### Teks Esai
Gemasastrin PBSID Unsyiah / Nopember 22, 2008
Oleh Medri Osno
Suatu ketika saya dengan beberapa orang teman bertandang ke rumah Bang Doel CP Allisah di Lamnyong, Banda Aceh. Pertama maksud hati hanya ingin sekadar meminjam guntingan koran karya sastra yang pernah dimuat di berbagai media massa cetak. Ternyata yang didapat lebih dari yang kami mau, dengan kerendahan hati Bang Doel—sapaan akrab, menghibahkan beberapa buku terbitan ASA untuk perpustakaan Balai Bahasa Banda Aceh. Ditengah perbincangan terbetik kegalauan hatinya—galaumu, galauku, mungkinkah galau kita bersama? “Abang lihat kelahiran karya sastra di Aceh khususnya pasca tsunami sungguh mengagumkan.” Lalu ia mengisap rokok dan melanjutkan pembicaraannya, “namun nasip kelahiran itu memprihatinkan, ia ibarat intan dalam lumpur yang belum disepuh.
Sangat jarang ada tangan kreatif untuk mengasahnya hingga berkilau.” Saya jadi tertegun mendengarkan ucapan Bang Doel—ternyata kebahagiaan terbungkus oleh kesedihan. Memang selama ini kita hanya bisa berbangga dengan angka kelahiran tersebut. Kita lupa untuk menyambung (menjembatani) sebuah karya dengan khlayak (pembaca) dibutuhkan seorang kritikus. Di tangan kritikus ada lampu yang bisa menerangi sisi gelap hingga maksud dan tujuan yang ingin disampaikan pengarang dalam karya kreatif tersebut bisa dipahami khalayak. Dan akhirnya khalayak bisa menentukan bacaan yang bermutu dan bermoral—Pengarang harus sadar, setelah karyanya diterbitkan, Karyanya itu tidak lagi sebatas diri pengarang, tetapi sudah berbicara terhadap khalayak (pembaca). Maka, kalau karya itu tak dapat dinikmati dan dipahami oleh khalayak, sungguh suatu pemakaian tenaga yang sia-sia. Lebih daripada itu, karangan atau karya itu seyogyanya mendorong pembacanya agar punya martabat, bukan menggiring mereka kepada budaya egois, hedonis, materialistik bahkan munafik. Sebab, berdiri di atas budaya materialistik-munafik, bagaikan berdiri di atas lumpur. Makin banyak berbuat (berkarya) makin jauh terpuruk ke dalam lembah kehinaan.
Bersabit dengan maksud di atas, saya mencoba membuat catatan sederhana Kumpulan Puisi Penyair Aceh, Lagu Kelu yang dieditori oleh Bang Doel dan Kak Nani HS. Dikatakan sederhana karena tidak semua karya dapat diulas. Sementara yang diulas belum dapat memadai, karena keterbatasan waktu membacanya dengan teliti, apalagi sampai memperbandingkan karya-karya tersebut—sementara saya hanyalah seorang penikmat sastra pemula. Dengan keterbatasan ini saya akan membuat catatan yang berpedoman hanya pada tiga pokok bahasan saja, yakni judul, muatan isi dan bahasa. Hemat saya, ketiga pokok bahasan ini dapat mempengaruhi dan menarik minat khalayak untuk membaca—terutama para kritikus untuk membahasnya lebih mendalam.

### Data Tersimpan
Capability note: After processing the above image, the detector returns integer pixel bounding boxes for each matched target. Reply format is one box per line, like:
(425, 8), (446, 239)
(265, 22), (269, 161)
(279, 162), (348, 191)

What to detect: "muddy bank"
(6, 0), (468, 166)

### Petunjuk Latihan
[a] Esai tentang kritik sastra di Aceh menyebut sejumlah budaya yang tidak boleh menjadi arah ke mana sebuah karya menggiring pembacanya. Sebutkan semua sifat budaya tersebut.
[b] Jawablah pertanyaan berikut berdasarkan esai tentang kritik sastra di Aceh.
(i) Di mana letak rumah Bang Doel CP Allisah?
(ii) Untuk perpustakaan mana buku terbitan ASA dihibahkan?
(iii) Siapa yang menjadi editor Kumpulan Puisi Penyair Aceh, Lagu Kelu?
[c] Teruskan esai tentang kritik sastra di Aceh mulai dari kalimat sesudah kalimat terakhirnya.

### Jawaban Akhir
[a] egois, hedonis, materialistik, munafik

[b]
(i) Di Lamnyong, Banda Aceh.
(ii) Untuk perpustakaan Balai Bahasa Banda Aceh.
(iii) Bang Doel dan Kak Nani HS.

[c]
Dalam buku Leksikon Sastra Aceh, buku kumpulan puisi setebal 280 halaman ini memuat puisi 40 penyair, baik yang berdomisili di Aceh maupun di luar Aceh. Menjadi penting memperhatikan judul karya kreatif seperti puisi, cerpen dan novel karena ia seperti pintu pada sebuah rumah. Secara alami jika pintu (judul) tersebut indah orang tertarik untuk memasukinya (membaca) dan timbul rasa penasaran ada apa sesungguhnya dalam rumah (karya) tersebut—kesan pertama begitu menggoda. Yang terpenting tentu saja muatan isi karangan karena di sinilah muara (penampung) dari segala konsep, ide, gagasan, serta pesan-pesan yang diaduk oleh pengarang. Susunan muatan isi dalam bentuk alur atau pola baris juga patut diperhatikan. Sebab keindahan isi juga diperlihatkan oleh bentuk susunan karya (tipografi), yang ditampilkan oleh pengarang. Selanjutnya Bahasa menjadi penting karena ia adalah bahan baku yang diolah pengarang, diubah-suai, dibongkar-pasang sehingga menentukan dan membentuk estetika sebuah karya sastra.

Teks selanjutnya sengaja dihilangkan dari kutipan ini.